**SUPPLIED TEXT**.
======
HL-60 cells are an immortalized human cell line widely used in biomedical research. These cells were originally derived from a patient with leukemia and have since become a valuable tool in laboratories worldwide. Their consistent characteristics and predictable behavior make them suitable for studying various biological processes. Researchers utilize HL-60 cells to study cellular mechanisms and disease progression.
Origin of the HL-60 Cell Line
The HL-60 cell line was established in 1977 from the peripheral blood of a 36-year-old woman diagnosed with acute promyelocytic leukemia (APL). The “HL” in HL-60 stands for Human Leukemia, indicating their origin. This isolation was a significant scientific achievement, as HL-60 was among the first human myeloid leukemia cell lines successfully cultured in continuous suspension.
The patient’s cells provided a unique and stable source for studying this aggressive form of blood cancer. Prior to this, achieving long-term human myeloid leukemia suspension cultures was challenging. The establishment of HL-60 cells by S.J. Collins and his team marked a breakthrough, enabling consistent in vitro research into leukemia and related diseases.
Unique Biological Properties
HL-60 cells have distinct characteristics that make them useful as a research model. They grow in suspension culture, remaining floating in the culture medium rather than attaching to a surface. This suspension growth simplifies the process of harvesting cells for experiments, making them easier to manage.
These cells are classified as promyelocytes, an immature stage of myeloid white blood cells. In their undifferentiated state, HL-60 cells exhibit a round, lymphoblastic morphology, with diameters ranging from 9 to 25 micrometers. HL-60 cells can also be prompted to differentiate into various specialized cell types.
======
(Stored data entries)
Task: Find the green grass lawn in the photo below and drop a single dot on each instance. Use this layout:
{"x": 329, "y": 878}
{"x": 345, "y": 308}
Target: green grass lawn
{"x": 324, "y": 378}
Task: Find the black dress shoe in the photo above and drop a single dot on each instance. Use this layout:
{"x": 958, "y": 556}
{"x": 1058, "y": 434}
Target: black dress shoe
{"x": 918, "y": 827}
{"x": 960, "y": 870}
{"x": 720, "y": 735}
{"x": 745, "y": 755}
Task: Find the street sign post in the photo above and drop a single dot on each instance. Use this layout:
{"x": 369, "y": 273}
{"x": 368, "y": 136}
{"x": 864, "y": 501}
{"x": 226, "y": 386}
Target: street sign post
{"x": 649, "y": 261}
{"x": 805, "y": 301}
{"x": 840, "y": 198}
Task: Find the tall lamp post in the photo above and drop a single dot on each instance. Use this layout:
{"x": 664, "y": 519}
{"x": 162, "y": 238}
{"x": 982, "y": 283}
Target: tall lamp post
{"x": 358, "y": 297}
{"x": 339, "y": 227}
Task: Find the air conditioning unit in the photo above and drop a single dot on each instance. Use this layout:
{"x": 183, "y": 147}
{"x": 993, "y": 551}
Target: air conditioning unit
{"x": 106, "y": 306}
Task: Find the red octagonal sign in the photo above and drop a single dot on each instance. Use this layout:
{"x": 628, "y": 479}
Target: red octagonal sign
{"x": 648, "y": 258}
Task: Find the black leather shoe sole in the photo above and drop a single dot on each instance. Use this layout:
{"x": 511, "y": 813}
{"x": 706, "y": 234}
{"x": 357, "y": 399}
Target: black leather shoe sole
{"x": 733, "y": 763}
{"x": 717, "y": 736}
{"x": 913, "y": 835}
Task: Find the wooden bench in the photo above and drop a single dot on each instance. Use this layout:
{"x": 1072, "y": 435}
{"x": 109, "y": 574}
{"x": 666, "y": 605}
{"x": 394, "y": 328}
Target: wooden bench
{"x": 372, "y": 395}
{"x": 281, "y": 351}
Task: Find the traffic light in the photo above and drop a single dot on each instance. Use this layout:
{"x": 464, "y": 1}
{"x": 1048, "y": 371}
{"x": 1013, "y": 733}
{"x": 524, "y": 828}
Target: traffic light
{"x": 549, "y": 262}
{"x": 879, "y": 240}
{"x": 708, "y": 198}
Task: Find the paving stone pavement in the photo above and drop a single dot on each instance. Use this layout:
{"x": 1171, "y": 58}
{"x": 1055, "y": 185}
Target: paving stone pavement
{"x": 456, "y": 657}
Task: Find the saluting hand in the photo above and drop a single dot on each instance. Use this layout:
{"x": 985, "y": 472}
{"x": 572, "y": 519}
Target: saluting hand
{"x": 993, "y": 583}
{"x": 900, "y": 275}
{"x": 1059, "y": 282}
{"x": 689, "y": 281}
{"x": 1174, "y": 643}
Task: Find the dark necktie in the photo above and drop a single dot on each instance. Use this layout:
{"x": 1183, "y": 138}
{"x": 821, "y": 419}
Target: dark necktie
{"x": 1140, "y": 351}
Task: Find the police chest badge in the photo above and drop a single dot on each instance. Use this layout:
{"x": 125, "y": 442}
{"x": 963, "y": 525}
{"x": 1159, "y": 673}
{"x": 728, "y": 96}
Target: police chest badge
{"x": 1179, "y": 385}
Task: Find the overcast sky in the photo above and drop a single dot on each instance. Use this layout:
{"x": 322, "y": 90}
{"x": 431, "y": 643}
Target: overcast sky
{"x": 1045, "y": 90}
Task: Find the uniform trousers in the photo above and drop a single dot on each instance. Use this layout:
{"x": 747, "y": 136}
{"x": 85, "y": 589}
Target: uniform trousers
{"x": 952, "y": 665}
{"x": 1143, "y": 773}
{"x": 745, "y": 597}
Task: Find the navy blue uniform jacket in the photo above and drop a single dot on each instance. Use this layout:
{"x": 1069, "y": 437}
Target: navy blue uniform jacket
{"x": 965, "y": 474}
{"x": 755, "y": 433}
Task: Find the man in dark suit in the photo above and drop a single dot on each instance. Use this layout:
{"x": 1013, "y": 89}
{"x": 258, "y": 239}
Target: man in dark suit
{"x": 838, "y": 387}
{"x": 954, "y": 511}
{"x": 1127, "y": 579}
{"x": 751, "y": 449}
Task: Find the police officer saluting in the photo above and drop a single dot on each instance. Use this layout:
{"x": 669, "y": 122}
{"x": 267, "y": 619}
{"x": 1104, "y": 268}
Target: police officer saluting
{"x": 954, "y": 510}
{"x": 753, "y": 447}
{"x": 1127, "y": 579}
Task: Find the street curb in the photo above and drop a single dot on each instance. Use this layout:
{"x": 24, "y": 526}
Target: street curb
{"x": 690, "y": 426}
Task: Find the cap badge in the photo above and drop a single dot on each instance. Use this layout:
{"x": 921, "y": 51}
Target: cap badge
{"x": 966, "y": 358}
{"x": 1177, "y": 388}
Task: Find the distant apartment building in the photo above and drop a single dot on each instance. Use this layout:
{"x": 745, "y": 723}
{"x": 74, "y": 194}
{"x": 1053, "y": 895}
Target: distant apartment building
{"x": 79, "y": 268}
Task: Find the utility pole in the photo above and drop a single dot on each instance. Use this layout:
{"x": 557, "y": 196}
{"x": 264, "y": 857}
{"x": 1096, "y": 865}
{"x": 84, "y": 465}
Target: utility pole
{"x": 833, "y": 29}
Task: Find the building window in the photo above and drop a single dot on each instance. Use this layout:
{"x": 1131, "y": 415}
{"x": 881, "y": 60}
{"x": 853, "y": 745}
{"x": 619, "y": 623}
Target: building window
======
**ABOUT THIS EXERCISE**.
Copy the passage of the HL-60 text from "Origin of the" to "in continuous suspension." word for word. The items are not needed for any of these tasks.

**RESULT OF THIS EXERCISE**.
Origin of the HL-60 Cell Line
The HL-60 cell line was established in 1977 from the peripheral blood of a 36-year-old woman diagnosed with acute promyelocytic leukemia (APL). The “HL” in HL-60 stands for Human Leukemia, indicating their origin. This isolation was a significant scientific achievement, as HL-60 was among the first human myeloid leukemia cell lines successfully cultured in continuous suspension.